___ Provided material

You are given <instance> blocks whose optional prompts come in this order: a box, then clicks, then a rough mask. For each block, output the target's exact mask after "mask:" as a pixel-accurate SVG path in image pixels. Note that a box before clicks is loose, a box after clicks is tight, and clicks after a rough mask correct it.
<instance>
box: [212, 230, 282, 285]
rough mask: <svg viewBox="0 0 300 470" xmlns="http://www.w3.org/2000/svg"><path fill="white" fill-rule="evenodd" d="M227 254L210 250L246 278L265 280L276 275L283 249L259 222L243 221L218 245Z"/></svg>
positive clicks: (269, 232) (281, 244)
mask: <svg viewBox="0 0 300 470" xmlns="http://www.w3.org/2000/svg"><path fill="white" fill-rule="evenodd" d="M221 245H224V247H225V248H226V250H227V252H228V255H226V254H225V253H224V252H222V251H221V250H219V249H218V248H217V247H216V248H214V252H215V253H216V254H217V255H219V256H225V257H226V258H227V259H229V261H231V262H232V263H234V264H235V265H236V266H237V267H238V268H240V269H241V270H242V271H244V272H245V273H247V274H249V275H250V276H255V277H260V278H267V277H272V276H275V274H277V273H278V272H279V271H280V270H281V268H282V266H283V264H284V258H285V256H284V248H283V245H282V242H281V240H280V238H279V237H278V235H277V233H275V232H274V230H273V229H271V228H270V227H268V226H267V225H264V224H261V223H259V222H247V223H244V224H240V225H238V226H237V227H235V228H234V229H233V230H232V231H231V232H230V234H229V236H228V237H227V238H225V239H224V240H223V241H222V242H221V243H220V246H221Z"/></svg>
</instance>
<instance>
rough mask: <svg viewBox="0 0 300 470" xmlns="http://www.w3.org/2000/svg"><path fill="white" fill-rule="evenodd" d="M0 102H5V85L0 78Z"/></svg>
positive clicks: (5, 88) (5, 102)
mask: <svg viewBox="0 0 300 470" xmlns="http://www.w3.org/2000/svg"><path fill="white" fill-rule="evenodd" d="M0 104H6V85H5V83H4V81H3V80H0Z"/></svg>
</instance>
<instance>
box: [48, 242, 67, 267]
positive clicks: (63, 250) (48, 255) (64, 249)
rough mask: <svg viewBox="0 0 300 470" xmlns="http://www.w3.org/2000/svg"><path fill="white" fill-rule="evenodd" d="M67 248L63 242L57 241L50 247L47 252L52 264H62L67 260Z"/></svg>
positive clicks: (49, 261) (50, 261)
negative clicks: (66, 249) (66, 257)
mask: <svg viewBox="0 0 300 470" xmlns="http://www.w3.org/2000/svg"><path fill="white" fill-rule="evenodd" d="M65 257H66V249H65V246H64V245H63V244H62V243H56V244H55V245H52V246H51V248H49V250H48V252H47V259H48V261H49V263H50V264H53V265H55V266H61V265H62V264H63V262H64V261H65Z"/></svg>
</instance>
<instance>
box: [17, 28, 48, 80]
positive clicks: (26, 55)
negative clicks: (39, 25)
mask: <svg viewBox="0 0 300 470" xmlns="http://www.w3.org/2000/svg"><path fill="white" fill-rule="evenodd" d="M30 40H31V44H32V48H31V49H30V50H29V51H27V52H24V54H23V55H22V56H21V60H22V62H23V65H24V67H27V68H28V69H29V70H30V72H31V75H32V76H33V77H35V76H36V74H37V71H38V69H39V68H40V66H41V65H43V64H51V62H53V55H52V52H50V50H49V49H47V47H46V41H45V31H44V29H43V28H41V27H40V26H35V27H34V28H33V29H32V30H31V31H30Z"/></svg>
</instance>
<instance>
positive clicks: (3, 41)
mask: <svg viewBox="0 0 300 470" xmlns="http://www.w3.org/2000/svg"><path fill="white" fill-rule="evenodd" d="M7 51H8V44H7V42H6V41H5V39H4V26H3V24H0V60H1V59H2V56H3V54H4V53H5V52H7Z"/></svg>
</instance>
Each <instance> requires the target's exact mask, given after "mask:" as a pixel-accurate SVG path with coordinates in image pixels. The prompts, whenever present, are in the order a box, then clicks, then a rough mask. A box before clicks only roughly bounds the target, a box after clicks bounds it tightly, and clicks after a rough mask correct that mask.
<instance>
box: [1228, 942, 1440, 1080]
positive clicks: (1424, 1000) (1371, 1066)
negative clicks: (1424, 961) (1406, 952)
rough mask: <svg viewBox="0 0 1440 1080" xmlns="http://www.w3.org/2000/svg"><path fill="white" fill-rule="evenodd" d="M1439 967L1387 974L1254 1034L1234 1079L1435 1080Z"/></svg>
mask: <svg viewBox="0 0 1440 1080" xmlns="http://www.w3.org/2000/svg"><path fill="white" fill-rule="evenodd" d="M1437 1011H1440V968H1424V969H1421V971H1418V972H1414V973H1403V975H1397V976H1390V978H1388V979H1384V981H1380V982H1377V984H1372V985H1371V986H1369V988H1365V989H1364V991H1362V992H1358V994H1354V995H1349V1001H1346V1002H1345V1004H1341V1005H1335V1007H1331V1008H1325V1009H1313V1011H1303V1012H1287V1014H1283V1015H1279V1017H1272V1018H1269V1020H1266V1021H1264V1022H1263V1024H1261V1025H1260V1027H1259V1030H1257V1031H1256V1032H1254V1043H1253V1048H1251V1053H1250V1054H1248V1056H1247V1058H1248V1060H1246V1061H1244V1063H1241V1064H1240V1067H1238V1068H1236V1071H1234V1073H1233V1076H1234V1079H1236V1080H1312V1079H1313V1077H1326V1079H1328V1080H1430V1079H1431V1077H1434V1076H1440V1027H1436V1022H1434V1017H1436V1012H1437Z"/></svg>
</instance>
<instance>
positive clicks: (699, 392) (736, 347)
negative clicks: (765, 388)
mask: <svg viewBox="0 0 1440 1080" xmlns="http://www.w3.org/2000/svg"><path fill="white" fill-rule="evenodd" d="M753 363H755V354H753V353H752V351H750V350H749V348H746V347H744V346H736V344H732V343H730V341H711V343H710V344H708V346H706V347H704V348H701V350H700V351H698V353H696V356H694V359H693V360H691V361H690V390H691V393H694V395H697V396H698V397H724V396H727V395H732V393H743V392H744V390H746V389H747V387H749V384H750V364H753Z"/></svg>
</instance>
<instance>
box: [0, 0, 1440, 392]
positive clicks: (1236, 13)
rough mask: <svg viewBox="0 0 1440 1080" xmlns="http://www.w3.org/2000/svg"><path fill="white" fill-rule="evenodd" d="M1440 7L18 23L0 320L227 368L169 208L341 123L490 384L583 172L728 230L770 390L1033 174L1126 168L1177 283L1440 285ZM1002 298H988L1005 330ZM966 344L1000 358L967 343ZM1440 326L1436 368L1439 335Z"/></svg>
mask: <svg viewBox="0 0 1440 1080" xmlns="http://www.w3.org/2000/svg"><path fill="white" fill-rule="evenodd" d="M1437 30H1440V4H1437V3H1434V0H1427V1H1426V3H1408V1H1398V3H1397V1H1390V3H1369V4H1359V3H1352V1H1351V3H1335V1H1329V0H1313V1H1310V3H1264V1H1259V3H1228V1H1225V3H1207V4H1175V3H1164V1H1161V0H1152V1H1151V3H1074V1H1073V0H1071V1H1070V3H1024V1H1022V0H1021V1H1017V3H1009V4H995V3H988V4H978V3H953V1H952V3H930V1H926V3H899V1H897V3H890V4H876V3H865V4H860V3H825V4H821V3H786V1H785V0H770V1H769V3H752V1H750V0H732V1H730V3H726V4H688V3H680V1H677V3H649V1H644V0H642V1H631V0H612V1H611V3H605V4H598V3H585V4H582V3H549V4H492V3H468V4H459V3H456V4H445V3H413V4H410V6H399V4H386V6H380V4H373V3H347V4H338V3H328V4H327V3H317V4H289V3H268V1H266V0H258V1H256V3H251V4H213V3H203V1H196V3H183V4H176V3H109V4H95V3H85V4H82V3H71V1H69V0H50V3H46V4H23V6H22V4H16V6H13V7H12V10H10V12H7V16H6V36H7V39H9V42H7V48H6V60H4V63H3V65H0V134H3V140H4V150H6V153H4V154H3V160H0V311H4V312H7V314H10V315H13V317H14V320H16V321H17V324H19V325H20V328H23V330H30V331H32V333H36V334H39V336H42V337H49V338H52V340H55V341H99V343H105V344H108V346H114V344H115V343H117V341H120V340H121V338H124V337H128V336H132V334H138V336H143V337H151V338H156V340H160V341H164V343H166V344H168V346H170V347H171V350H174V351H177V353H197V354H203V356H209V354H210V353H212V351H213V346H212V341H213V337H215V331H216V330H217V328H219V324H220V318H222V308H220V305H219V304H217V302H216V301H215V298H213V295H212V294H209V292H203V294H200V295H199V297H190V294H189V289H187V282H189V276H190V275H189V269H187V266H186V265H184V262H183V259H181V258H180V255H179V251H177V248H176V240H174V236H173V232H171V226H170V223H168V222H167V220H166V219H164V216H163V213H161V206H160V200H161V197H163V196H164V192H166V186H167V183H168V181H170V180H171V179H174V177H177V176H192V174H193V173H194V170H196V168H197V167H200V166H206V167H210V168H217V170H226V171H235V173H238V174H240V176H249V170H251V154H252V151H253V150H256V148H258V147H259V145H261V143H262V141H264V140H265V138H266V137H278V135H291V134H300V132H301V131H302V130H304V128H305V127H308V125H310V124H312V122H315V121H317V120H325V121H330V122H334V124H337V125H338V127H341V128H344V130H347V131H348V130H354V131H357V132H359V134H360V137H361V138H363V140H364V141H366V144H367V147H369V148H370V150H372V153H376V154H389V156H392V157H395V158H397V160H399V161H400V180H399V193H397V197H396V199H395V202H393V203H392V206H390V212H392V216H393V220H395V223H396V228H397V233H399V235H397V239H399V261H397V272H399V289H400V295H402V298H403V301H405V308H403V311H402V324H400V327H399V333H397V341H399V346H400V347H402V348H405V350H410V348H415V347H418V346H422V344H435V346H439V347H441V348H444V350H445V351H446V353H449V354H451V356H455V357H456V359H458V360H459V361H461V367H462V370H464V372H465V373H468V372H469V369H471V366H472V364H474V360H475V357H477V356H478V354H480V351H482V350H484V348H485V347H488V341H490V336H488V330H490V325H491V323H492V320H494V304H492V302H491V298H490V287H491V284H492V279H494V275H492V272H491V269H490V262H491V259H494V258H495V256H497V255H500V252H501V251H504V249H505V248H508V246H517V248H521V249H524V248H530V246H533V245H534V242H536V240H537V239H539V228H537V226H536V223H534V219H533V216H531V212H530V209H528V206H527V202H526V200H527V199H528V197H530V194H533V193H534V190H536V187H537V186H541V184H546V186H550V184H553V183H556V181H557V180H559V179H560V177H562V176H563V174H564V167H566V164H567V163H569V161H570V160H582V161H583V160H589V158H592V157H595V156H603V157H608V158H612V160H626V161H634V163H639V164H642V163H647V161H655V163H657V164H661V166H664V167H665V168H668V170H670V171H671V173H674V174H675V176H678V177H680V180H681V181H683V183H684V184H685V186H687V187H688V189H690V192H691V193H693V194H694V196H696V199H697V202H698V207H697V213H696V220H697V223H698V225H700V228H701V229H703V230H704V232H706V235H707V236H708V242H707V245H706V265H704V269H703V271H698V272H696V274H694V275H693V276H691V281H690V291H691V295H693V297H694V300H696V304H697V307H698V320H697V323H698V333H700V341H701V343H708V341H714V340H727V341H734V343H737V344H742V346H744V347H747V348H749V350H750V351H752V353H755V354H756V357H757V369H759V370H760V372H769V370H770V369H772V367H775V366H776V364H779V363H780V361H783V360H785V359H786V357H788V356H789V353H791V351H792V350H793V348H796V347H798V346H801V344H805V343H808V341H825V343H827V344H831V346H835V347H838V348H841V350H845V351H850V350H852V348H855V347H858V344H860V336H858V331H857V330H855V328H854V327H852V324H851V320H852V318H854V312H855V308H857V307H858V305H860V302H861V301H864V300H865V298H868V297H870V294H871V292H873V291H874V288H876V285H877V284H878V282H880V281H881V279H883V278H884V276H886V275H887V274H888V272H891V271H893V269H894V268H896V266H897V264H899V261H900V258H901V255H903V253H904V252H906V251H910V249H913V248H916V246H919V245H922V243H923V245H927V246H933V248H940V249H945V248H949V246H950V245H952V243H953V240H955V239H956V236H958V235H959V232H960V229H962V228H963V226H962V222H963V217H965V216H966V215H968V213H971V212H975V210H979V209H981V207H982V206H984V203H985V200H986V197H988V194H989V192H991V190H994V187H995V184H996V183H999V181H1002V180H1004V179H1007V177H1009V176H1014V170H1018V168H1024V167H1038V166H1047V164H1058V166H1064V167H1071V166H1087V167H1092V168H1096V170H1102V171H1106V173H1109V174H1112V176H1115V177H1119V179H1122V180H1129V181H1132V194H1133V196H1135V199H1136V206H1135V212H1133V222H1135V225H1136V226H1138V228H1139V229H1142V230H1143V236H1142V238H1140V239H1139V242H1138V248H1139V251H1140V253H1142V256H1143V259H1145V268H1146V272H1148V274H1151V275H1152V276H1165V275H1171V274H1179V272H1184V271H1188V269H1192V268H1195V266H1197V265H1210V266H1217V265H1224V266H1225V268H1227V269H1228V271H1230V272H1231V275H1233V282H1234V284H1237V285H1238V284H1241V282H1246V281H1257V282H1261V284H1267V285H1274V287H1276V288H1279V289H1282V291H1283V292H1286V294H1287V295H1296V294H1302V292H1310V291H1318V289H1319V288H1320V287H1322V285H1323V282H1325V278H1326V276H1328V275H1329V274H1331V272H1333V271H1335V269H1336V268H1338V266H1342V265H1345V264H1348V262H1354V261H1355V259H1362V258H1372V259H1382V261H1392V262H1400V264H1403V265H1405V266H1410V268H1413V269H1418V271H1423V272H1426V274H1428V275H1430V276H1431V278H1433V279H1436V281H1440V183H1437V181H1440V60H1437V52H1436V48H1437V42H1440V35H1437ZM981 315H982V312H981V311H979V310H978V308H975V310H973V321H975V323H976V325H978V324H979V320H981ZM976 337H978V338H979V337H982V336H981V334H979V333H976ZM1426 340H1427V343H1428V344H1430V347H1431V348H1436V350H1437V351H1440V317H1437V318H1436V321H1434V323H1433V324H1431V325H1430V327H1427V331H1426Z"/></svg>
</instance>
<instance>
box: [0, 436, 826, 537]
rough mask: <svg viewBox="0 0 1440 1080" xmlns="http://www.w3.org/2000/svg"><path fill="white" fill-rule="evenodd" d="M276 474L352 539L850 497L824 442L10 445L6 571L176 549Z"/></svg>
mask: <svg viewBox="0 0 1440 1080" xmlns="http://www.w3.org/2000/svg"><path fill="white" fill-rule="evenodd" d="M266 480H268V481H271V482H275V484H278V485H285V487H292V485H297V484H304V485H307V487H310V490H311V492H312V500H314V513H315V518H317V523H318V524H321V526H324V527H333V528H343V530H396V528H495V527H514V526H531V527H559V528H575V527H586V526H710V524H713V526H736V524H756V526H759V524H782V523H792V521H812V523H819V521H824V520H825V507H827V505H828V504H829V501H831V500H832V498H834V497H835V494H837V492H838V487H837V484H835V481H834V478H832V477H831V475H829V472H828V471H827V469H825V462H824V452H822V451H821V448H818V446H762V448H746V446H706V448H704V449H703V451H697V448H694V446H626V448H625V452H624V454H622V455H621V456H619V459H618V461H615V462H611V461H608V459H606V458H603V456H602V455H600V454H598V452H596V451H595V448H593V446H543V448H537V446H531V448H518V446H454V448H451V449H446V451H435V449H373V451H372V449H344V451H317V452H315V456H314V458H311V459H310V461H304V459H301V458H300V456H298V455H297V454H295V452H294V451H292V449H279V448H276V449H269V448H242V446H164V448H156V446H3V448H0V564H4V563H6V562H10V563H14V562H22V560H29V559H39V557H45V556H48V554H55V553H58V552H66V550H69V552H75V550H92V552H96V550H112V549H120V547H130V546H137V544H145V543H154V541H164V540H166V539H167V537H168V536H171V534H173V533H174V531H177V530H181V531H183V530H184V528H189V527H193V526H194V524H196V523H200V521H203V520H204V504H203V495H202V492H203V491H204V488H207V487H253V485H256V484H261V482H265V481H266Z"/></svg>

______

• **Problem to work on**
Of the entries above, repeat exactly the lines from the line with "positive clicks: (1424, 1000) (1371, 1066)" through the line with "negative clicks: (1424, 961) (1406, 952)", both of them included.

• **Exercise output**
positive clicks: (1424, 1000) (1371, 1066)
negative clicks: (1424, 961) (1406, 952)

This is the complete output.